• TO-DO LIST:
A) In the CleanRL text, which tool handles experiment tracking and model monitoring?
B) Please rewrite the part of the CleanRL text that begins with the words "CleanRL uses [Weights" and ends with "outputs in real-time.", putting "statistics" in place of "metrics".

• EXTRACT TO READ:
CleanRL uses [Weights and Biases](https://wandb.ai/site) `wandb` for experiment tracking and model monitoring. `wandb` allows users to log and visualize metrics, hyperparameters, and outputs in real-time.

Please refer to [this page](https://docs.cleanrl.dev/get-started/experiment-tracking/) to learn how to set up `wandb`



## Pseudocode



1.   Take action a<sub>t</sub> with ε-probability
2.   Store transitions (s<sub>t</sub>,a<sub>t</sub>,r<sub>t+1</sub>,s<sub>t+1</sub>) in replay buffer D
3. Sample random mini-batch of transitions (s,a,r,s’) from D
4. Compute Q-learning targets w.r.t. old, fixed weights of the target network **w<sup>-</sup>**
5. Optimize MSE between Q-network & Q-learning targets \\
J(**w<sub>i</sub>**) = 𝐄<sub>s,a,r,s’~D</sub>[((r + 𝛄 max a’ Q(s’, a’; **w<sup>-</sup>**) – Q(s, a; **w<sub>i</sub>**))<sup>2</sup>]
6. Update **w** using stochastic gradient descent






## The Code

The details of [CleanRL's DQN implementation](https://github.com/vwxyzjn/cleanrl/blob/master/cleanrl/dqn_atari.py) is provided in the following code snippets.

(Saved data entries)
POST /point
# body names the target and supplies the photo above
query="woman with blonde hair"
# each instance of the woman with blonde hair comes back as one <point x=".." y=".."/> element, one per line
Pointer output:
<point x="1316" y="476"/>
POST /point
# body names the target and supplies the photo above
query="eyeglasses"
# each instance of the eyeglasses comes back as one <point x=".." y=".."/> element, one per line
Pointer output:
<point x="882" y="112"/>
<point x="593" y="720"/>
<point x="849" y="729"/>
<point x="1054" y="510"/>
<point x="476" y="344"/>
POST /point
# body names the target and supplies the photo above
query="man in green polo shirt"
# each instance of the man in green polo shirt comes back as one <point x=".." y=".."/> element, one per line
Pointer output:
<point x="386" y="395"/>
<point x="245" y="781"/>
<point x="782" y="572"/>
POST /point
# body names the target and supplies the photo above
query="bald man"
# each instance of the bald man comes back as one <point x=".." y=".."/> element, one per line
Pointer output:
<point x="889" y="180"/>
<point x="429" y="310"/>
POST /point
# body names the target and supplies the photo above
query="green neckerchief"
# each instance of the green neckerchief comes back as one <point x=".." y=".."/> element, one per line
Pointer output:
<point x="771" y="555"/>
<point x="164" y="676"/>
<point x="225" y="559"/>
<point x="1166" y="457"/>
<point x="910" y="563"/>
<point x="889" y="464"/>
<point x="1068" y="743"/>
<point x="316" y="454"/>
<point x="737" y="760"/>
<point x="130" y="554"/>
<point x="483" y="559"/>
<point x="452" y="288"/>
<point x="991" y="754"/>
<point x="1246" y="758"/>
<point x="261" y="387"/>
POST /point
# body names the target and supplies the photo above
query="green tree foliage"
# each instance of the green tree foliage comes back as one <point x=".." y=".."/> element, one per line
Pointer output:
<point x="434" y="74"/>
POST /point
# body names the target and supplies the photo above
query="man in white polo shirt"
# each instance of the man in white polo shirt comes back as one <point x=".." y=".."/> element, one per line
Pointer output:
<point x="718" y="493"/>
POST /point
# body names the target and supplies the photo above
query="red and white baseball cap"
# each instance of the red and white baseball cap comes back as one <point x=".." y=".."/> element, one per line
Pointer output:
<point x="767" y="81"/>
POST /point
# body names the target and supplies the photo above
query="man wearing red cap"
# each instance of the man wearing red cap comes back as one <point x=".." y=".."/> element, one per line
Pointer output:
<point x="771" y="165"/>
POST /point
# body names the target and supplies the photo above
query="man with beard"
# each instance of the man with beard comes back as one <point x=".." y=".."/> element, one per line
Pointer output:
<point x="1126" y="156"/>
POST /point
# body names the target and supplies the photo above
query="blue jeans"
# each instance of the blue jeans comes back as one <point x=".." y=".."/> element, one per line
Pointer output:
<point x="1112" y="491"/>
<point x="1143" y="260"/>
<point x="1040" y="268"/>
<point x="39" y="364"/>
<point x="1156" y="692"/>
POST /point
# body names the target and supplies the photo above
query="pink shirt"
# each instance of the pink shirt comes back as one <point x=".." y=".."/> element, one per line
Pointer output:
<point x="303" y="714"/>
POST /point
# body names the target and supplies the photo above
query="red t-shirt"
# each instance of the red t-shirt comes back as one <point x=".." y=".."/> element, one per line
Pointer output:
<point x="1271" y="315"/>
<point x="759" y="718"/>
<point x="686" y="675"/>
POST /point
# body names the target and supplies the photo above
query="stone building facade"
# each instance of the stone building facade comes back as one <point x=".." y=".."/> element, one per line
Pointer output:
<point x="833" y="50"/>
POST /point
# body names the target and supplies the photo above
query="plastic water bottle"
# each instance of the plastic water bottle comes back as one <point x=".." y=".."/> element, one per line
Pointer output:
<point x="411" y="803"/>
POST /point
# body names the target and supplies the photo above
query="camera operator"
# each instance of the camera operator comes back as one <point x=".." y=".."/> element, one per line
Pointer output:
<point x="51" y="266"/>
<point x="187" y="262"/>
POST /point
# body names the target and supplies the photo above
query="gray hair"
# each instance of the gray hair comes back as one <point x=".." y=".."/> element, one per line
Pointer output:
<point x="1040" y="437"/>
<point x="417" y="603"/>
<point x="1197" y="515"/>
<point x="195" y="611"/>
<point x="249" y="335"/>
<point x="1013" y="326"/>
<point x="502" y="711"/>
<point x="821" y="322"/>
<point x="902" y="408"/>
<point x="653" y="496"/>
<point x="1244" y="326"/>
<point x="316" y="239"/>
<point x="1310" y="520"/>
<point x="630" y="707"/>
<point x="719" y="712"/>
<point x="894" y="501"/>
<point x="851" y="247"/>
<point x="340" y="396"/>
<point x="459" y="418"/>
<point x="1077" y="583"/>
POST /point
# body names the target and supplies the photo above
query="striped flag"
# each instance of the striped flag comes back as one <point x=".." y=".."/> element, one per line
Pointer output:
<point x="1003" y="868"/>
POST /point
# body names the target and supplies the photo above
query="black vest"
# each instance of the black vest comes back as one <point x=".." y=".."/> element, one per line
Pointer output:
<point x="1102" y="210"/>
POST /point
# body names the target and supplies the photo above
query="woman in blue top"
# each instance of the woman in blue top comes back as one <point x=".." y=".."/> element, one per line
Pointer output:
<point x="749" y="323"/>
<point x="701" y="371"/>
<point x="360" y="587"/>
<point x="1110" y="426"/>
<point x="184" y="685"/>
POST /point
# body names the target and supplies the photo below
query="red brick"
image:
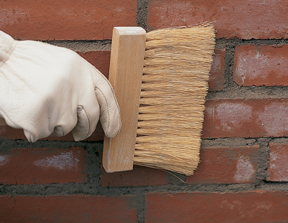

• ANSWERS BELOW:
A) Weights and Biases (`wandb`).

B)
CleanRL uses [Weights and Biases](https://wandb.ai/site) `wandb` for experiment tracking and model monitoring. `wandb` allows users to log and visualize statistics, hyperparameters, and outputs in real-time.